**DOCUMENT PASSAGE**

┄┄┄┄┄┄┄┄┄┄┄┄┄┄┄┄┄┄┄┄

Distinguished AP – 2012
Award Winners
Dr. Laurie Elwyn
CSU Health Network
Dr. Laurie Elwyn is the director of Medical Services at the CSU Health Network. In this role, she not only provides direct patient care to students, but also overseeing other physicians, all laboratory, radiology, pharmacy, dental, physical therapy, optometry, clinical nutrition, immunization, and allergy services. She is described as a quiet, gentle person who really shines when the going gets tough. Laurie led the team through the meningitis outbreak a year ago, and has also led the conversion to electronic medical records and combining services with the counseling center. This consummate leader is always looking for ways to make services more accessible and to dismantle barriers. Laurie is a professional who cares about the people around her, cares about the students in our community, and strives to make CSU a better place for all of us.
Kylan Marsh
Advancement Information Services
kylan Marsh implements or enhances key initiatives for the University that result in tangible benefits. These include continuing the transition to paperless fund-raising and designing and building a robust displaying the complex giving histories of our most loyal donors. Says Pat Burns, our Vice President for Information Technology: “kylan Marsh has been instrumental in rolling out our new model of distributed development of central applications. This model will allow the entire institution to benefit from application development that heretofore was restricted only to individual units. This represents a cultural change as well as a process change, and as such required diligent leadership and commitment from kylan.”
Chris O’Dell
Cooperative Institute for Research in the Atmosphere
Chris O’Dell is a Research Scientist-III at the Cooperative Institute for Research in the Atmosphere (or CIRA), where he leads the effort to write and test the carbon dioxide retrieval algorithm for the upcoming Orbiting Carbon Observatory (OCO) mission being led by NASA’s Jet Propulsion Laboratory. OCO is designed to make precise, time-dependent global measurements of atmospheric carbon dioxide from an Earth-orbiting satellite. His project collaborations with team members at CSU, NASA’s Jet Propulsion Laboratory, the University of Leicester in the United Kingdom and New Zealand, as well as his instrumental work with NOAA’s Earth System Research Laboratory in Boulder, have brought considerable recognition to the greater CSU community and will pay dividends for the university in the long term.

┄┄┄┄┄┄┄┄┄┄┄┄┄┄┄┄┄┄┄┄

[Natural-language region descriptions]
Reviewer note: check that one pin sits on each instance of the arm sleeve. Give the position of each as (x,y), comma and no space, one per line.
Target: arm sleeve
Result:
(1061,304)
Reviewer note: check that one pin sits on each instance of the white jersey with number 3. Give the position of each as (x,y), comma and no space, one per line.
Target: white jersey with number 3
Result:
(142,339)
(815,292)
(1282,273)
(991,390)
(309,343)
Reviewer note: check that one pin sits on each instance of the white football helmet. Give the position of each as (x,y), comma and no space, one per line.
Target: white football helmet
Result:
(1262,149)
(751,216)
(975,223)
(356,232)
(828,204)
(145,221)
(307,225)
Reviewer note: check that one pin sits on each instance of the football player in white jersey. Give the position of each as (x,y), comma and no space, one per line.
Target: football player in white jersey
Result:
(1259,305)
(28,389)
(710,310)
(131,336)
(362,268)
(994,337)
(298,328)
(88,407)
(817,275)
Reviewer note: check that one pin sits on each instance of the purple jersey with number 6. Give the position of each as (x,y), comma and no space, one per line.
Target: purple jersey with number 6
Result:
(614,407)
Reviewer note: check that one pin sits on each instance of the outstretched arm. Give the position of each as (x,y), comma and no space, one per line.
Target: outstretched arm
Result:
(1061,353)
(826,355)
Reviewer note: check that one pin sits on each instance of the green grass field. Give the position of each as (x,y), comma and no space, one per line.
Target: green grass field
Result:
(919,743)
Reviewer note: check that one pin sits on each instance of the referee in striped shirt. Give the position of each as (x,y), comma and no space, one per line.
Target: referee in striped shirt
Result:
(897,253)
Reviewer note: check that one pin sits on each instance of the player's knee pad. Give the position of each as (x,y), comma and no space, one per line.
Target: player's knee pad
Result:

┄┄┄┄┄┄┄┄┄┄┄┄┄┄┄┄┄┄┄┄

**PROMPT A**
Answer these questions about the 2012 Distinguished AP award profiles.
(i) What outbreak did Laurie Elwyn lead the team through?
(ii) What is Pat Burns's title?
(iii) What is OCO designed to measure?
**PROMPT B**
Resume the 2012 Distinguished AP award profiles after their final sentence.

**TASK ANSWER A**
(i) The meningitis outbreak a year ago
(ii) Vice President for Information Technology
(iii) Precise, time-dependent global measurements of atmospheric carbon dioxide from an Earth-orbiting satellite

**TASK ANSWER B**
Chris has a talent for combining the big picture with the attention and detail needed to make projects succeed. Described as a “Dynamo,” Chris is an energetic and charismatic leader who garnishes “bottom up” respect from team members by demonstrating exhaustive technical knowledge and by prioritizing project needs.
Christopher Rithner
Department of Chemistry
Christopher Rithner is the key force behind the modern instrumentation available in the Central Instrument Facility which serves five colleges, ten departments and more than 30 projects in chemical, biological, biomedical, materials, agricultural, soil and engineering sciences and also runs the in-house maintenance. Christopher has a primary role in bringing the scientific results from the CIF instrumentation to published completion. He has more than 50 publications that he has authored and co-authored with various faculties at the University. The publications are what drive the research grant acquisitions funding the research in the colleges, departments and principal investigators that the CIF serves.
Dr. Christopher Rithner is an invaluable asset to the Department of Chemistry and to the University as a whole. He has provided incredibly dedicated and distinguished service to all three of the University’s teaching, research and service missions for 24 years.